PROBLEM TO SOLVE » Continue the Virginia appeals court opinion on the cocaine possession conviction, picking up right after its last sentence.

SELECTED EXCERPT »
▬▬▬
Court of Appeals of Virginia. Argued at Norfolk, Virginia
Jun 6, 1995
Record No. 2530-93-1 (Va. Ct. App. Jun. 6, 1995)

Opinion

Record No. 2530-93-1

Decided: June 6, 1995

FROM THE CIRCUIT COURT OF THE CITY OF NORFOLK, Morris B. Gutterman, Judge Designate

Affirmed.

Bruce C. Sams (Sams Hawkins, P.C., on brief), for appellant.

Leah A. Darron, Assistant Attorney General (James S. Gilmore, III, Attorney General, on brief), for appellee.

Present: Chief Judge Moon, Judges Baker and Willis


MEMORANDUM OPINION

Pursuant to Code Sec. 17-116.010 this opinion is not designated for publication.


Demetrius Lamone Larry (appellant) appeals from his bench trial conviction by the Circuit Court of the City of Norfolk (trial court) for possession of cocaine with intent to distribute. Appellant contends that the trial court erroneously refused to suppress cocaine found in appellant's motel room during a warrantless search and that the evidence was insufficient to establish an intent to distribute.
▬▬▬
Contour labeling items
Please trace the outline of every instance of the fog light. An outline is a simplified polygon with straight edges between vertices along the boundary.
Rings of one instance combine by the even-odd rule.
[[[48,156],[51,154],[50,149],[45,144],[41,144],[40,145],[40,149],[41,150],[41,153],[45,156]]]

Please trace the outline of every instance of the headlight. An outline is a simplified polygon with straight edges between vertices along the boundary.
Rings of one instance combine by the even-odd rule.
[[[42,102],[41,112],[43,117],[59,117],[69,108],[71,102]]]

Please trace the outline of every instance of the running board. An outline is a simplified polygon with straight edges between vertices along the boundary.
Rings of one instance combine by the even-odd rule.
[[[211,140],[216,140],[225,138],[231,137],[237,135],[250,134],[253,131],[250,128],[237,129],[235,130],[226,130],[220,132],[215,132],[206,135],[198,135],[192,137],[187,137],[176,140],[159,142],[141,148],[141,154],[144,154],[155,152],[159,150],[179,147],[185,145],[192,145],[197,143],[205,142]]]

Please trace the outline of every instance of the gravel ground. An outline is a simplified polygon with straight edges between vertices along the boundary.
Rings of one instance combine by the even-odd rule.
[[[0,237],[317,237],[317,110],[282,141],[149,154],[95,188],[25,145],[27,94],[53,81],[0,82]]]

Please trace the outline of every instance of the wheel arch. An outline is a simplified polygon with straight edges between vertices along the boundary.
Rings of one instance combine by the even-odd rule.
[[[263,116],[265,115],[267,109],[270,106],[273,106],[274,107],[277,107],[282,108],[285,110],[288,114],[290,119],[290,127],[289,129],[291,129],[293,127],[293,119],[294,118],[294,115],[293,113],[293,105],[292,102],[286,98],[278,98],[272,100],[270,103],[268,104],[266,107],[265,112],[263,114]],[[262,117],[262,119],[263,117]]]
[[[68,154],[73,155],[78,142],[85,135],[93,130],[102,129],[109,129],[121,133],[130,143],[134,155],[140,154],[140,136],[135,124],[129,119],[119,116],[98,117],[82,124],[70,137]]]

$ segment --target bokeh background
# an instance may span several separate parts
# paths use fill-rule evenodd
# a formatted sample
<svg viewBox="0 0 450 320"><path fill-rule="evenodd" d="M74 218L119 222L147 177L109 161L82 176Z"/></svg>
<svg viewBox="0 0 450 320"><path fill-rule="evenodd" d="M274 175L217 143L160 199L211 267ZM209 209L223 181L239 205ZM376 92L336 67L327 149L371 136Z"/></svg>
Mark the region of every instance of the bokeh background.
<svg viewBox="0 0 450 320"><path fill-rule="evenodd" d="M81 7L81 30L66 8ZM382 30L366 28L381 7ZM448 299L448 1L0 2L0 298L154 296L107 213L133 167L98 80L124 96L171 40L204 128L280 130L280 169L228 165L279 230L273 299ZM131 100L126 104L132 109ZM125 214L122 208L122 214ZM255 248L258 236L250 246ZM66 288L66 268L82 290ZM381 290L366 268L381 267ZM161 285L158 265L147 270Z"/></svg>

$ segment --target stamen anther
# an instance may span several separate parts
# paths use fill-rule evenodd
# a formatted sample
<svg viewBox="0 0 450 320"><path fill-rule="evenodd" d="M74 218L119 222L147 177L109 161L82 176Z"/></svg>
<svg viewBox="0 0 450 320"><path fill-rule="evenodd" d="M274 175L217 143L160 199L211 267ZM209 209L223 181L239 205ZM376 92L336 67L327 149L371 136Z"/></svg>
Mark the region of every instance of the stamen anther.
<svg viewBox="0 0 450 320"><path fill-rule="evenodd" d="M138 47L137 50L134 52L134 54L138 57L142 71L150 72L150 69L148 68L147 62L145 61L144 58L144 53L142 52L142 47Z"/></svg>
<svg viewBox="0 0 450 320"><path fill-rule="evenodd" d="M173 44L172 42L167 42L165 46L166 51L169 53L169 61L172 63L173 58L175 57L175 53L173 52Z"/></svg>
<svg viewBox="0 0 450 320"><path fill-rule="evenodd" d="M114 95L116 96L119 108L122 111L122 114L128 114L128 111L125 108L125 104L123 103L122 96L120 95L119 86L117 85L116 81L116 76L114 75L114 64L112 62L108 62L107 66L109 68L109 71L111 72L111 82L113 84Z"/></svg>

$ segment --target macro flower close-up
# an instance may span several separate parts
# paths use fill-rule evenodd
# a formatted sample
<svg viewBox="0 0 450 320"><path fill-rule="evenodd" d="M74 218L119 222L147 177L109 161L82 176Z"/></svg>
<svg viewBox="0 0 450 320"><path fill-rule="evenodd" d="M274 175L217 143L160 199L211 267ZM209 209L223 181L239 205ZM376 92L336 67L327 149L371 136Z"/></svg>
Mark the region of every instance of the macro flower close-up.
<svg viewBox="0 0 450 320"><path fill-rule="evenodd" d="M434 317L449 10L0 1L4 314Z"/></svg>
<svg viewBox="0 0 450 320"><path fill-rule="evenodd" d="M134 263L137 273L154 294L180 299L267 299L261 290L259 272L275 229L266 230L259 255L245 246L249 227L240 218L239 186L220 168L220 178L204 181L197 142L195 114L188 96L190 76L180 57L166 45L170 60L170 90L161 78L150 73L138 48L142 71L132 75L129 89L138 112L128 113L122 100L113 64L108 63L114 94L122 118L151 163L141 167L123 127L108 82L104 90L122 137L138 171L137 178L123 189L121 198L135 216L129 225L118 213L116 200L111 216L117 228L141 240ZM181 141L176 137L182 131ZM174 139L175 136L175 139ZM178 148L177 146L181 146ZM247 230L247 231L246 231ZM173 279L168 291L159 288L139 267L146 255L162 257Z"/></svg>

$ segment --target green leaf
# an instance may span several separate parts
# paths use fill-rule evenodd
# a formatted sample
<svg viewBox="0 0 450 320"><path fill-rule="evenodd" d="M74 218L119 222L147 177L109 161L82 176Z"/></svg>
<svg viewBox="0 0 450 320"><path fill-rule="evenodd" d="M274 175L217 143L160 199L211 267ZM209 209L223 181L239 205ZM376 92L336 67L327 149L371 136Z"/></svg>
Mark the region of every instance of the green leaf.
▬▬▬
FINAL RESULT »
SUPPRESSION

Absent exigent circumstances, the threshold of one's home, whether temporary or permanent, may not be crossed without a warrant. See Payton v. New York, 445 U.S. 573, 590 (1990). Whether the exclusionary rule should be applied to exclude evidence discovered as a result of a warrantless crossing must be determined from an examination of the facts leading to the entry. In making that determination at the trial level, the Commonwealth has a heavy burden to justify the warrantless entry, as all such entries are presumed to be unreasonable. Verez v. Commonwealth, 230 Va. 405, 410, 337 S.E.2d 749, 752-53 (1985), cert. denied, 497 U.S. 813 (1986). However, upon appeal from a trial court's denial of a motion to suppress the discovered evidence, the burden is upon the appellant to show that the denial, when the evidence is considered in the light most favorable to the Commonwealth, constituted reversible error. Fore v. Commonwealth, 220 Va. 1007, 1010, 265 S.E.2d 729, 731, cert. denied, 449 U.S. 1017 (1980).

A warrantless search and seizure is not unlawful unless it is unreasonable, Chevrolet Truck v. Commonwealth, 208 Va. 506, 508, 158 S.E.2d 755, 758 (1968), because the Fourth Amendment does not forbid all searches and seizures, only those that are unreasonable. Elkins v. United States, 364 U.S. 206, 222 (1960); Verez, 230 Va. at 410, 337 S.E.2d at 752. In the matter before this Court, the trial court rejected the testimony of appellant and, obviously, believed the evidence of the officers. The record discloses that in response to information received by a tip, at approximately 5:00 a.m. on June 21, 1993, Officers Sergeant and Maston of the Norfolk Police Department went to a motel where appellant occupied a room. The officers had been given the room number and told that drugs were being sold from that room.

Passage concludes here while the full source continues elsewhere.